VORGEGEBENER TEXT:
»»

Zusammenhangloses Spaziergangsbild aus der Nordstadt. Finde den Fehler

Auch ziemlich weit unten auf besagter Liste stünde der Besuch von Oktoberfesten. Manchmal lässt es sich nicht ganz vermeiden, so veranstaltete unsere Karnevalsgesellschaft heute Abend ein solches in ihrem Zeughaus. Dem konnte ich mich als Mitglied nicht ganz entziehen, zumal ich mich freiwillig als Helfer an der Kasse gemeldet hatte. Wessen ich mich jedoch entzog war das Tragen einer pseudo-bayrischen Verkleidung, weil mir als ostwestfälisch-rheinischer Nichtbayer derartige kulturelle Aneignung albern erscheint, aber wer es möchte, bitte sehr. Ich kann auch ohne Lederhose a Gaudi haben, gell.

Sonntag: Das gestrige Oktoberfest geriet recht angenehm, auch negative Auswirkungen auf das heutige Wohlbefinden blieben weitgehend aus, was vielleicht auf die hohe Qualität des gereichten Festbieres zurückzuführen ist. Gleichwohl verließen wir die Schlafstätte erst spät, warum auch nicht, es ist Sonntag.

Für den Sonntagsspaziergang wählte ich nicht eine der schon oft gegangenen Strecken durch die Südstadt oder an den Rhein, sondern verband ihn, nachdem ich am Donnerstag auf den Geschmack gekommen bin, mit einer weiteren Bus-Erkundungstour. Am Friedensplatz stieg ich in den 608, der über den Rhein, durch Beuel, Pützchen und Holzlar bis zum Endpunkt Gielgen fährt. Schon immer wollte ich wissen, wie es in Gielgen sein mag, wohin die Busse an Wochentagen im Zehnminutentakt fahren. Seit heute weiß ich es: Es ist, ähnlich Lessenich, ein recht ansehnlicher, gewachsener Ort überwiegend mit Einfamilienhäusern.

Zurück ging es zu Fuß, am Wald entlang, durch eine Siedlung von Holzlar mit Bebauung mutmaßlich aus den Siebziger- und Achtzigerjahren. Die Häuser passen architektonisch nicht zusammen, was sehr unharmonisch wirkt. Aber was weiß ich schon über Architektur, man wird sich was dabei gedacht haben. Weiter führte der Weg entlang dem Festplatz von Pützchen, wo gleich vier Trafotürme in unmittelbarer Sichtweite stehen und für die Sammlung fotografiert wurden. (Machen Sie sich keine Sorgen, es geht mir gut. Andere fotografieren Flugzeuge oder seltene Käfer.)

««

DATENSATZINHALT:
»»

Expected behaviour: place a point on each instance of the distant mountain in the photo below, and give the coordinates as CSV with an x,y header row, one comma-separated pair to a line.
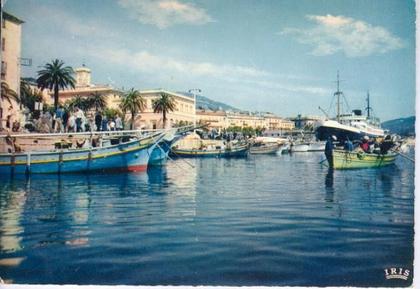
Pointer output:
x,y
401,126
209,104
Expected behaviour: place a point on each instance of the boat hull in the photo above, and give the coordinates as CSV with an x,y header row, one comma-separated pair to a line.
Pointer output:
x,y
160,153
356,160
316,147
129,156
299,148
241,151
342,132
264,149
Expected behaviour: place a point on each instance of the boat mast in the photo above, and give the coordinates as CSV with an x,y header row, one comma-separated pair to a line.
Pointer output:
x,y
368,108
338,93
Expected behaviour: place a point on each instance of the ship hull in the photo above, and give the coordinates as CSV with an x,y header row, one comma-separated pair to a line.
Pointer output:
x,y
342,132
356,160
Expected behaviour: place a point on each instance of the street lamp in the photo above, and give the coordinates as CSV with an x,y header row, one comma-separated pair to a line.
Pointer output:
x,y
194,91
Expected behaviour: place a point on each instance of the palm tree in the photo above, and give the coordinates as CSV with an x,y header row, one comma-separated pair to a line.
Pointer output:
x,y
132,102
8,94
55,77
25,93
97,101
79,102
164,104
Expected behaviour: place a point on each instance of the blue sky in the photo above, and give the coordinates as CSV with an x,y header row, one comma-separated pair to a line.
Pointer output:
x,y
278,56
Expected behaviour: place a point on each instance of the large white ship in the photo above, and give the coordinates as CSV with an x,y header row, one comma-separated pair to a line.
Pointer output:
x,y
352,125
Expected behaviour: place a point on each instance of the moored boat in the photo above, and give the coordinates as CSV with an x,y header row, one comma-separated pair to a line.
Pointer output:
x,y
130,155
316,146
342,159
264,148
348,126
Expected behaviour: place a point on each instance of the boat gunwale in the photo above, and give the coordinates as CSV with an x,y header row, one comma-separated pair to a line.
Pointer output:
x,y
80,150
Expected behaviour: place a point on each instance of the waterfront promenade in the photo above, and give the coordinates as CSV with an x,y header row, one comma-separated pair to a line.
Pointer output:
x,y
261,220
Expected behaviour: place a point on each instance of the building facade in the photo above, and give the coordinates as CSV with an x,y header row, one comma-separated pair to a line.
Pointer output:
x,y
11,34
85,88
222,120
183,114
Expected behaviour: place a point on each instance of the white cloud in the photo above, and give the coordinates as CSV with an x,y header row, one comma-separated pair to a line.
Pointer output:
x,y
355,38
225,75
165,13
147,62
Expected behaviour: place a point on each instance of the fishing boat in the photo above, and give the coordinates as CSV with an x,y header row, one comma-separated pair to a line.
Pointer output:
x,y
160,152
357,160
299,147
217,151
130,154
284,149
352,126
264,148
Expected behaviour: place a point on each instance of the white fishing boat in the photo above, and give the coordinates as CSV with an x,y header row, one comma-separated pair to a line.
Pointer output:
x,y
299,147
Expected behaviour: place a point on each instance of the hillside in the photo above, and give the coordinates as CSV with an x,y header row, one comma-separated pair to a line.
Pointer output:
x,y
207,103
401,126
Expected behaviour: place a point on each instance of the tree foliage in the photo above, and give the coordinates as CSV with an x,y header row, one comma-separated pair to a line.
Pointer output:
x,y
132,102
55,76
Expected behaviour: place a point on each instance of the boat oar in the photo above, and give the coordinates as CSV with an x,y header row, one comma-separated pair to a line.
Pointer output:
x,y
404,156
190,164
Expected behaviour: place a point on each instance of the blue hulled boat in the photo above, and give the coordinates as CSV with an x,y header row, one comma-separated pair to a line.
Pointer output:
x,y
234,151
132,155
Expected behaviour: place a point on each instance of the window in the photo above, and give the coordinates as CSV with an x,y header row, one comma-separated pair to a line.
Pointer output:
x,y
3,70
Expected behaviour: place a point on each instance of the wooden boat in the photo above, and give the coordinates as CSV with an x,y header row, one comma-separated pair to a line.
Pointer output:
x,y
356,160
299,147
218,152
130,155
316,146
284,149
264,148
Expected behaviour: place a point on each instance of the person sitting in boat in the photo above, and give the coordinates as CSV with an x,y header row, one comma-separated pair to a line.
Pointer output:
x,y
329,147
365,146
348,145
386,145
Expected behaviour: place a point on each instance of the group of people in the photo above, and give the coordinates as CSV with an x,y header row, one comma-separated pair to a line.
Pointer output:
x,y
76,121
102,123
366,145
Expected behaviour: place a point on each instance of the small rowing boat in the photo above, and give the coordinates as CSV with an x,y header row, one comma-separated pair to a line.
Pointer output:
x,y
342,159
264,148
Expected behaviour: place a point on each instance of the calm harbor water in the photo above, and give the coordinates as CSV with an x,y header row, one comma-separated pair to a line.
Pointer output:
x,y
263,220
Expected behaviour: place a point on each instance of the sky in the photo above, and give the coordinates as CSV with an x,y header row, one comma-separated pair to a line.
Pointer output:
x,y
279,56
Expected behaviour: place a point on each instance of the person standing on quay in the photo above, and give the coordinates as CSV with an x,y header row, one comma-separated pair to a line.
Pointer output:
x,y
118,123
79,118
329,147
98,121
59,113
104,123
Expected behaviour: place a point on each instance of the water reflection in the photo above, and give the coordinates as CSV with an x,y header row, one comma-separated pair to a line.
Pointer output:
x,y
329,186
12,206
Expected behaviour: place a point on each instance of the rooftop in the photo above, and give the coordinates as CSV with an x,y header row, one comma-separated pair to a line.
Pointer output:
x,y
12,18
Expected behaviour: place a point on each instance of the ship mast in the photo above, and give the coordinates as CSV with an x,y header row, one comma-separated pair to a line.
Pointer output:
x,y
338,93
368,108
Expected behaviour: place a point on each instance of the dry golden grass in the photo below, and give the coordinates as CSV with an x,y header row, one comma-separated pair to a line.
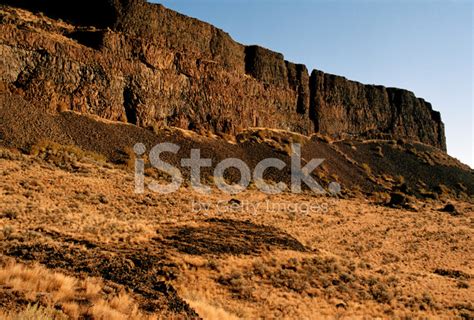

««

SCHRIFTLICHE AUFGABE: Überarbeite den vorgegebenen Text von „Zurück ging es“ bis „oder seltene Käfer.)“ und setze dabei „Marktplatz“ anstelle von „Festplatz“ ein. Die Zeilen stammen aus einer anderen Quelle als der vorgegebene Text.

VOLLSTÄNDIGE ANTWORT:
Zurück ging es zu Fuß, am Wald entlang, durch eine Siedlung von Holzlar mit Bebauung mutmaßlich aus den Siebziger- und Achtzigerjahren. Die Häuser passen architektonisch nicht zusammen, was sehr unharmonisch wirkt. Aber was weiß ich schon über Architektur, man wird sich was dabei gedacht haben. Weiter führte der Weg entlang dem Marktplatz von Pützchen, wo gleich vier Trafotürme in unmittelbarer Sichtweite stehen und für die Sammlung fotografiert wurden. (Machen Sie sich keine Sorgen, es geht mir gut. Andere fotografieren Flugzeuge oder seltene Käfer.)